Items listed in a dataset
--------------------------------------------------
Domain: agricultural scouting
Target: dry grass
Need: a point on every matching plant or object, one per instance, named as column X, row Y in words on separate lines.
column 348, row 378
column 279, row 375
--------------------------------------------------
> What is required: Send back all of the entries exactly, with nothing missing.

> Written response:
Domain: agricultural scouting
Target: dry grass
Need: a point on every matching plant or object, one per instance, named as column X, row Y in words on separate lines.
column 348, row 378
column 279, row 375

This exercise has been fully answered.